Provided records Block Start
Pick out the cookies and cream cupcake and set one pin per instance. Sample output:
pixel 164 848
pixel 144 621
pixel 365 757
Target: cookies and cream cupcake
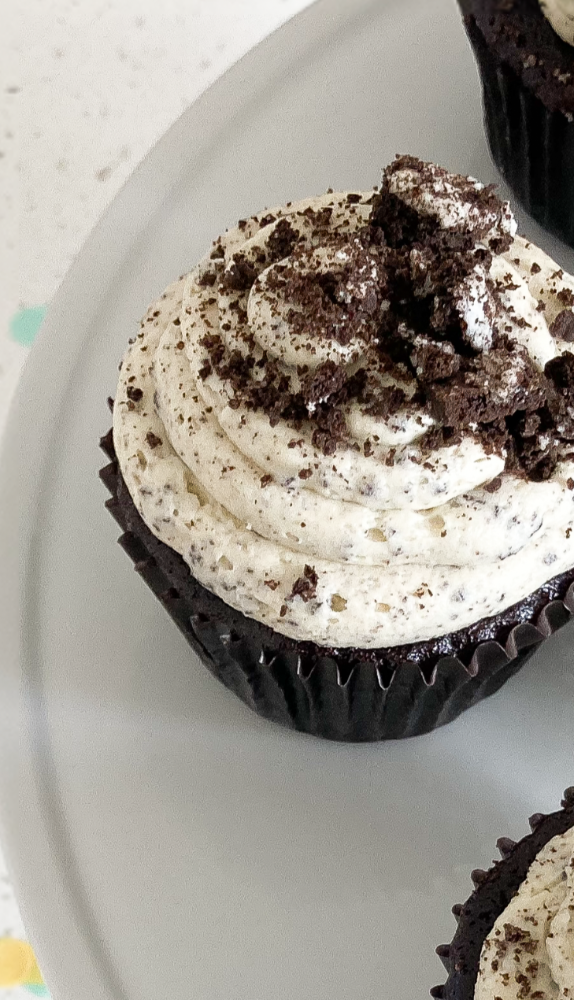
Provided records Block End
* What is needed *
Your copy should begin at the line containing "pixel 144 621" and end at the last line of the data above, matching each line exactly and holding no pictures.

* Solved problem *
pixel 144 621
pixel 365 757
Target: cookies and cream cupcake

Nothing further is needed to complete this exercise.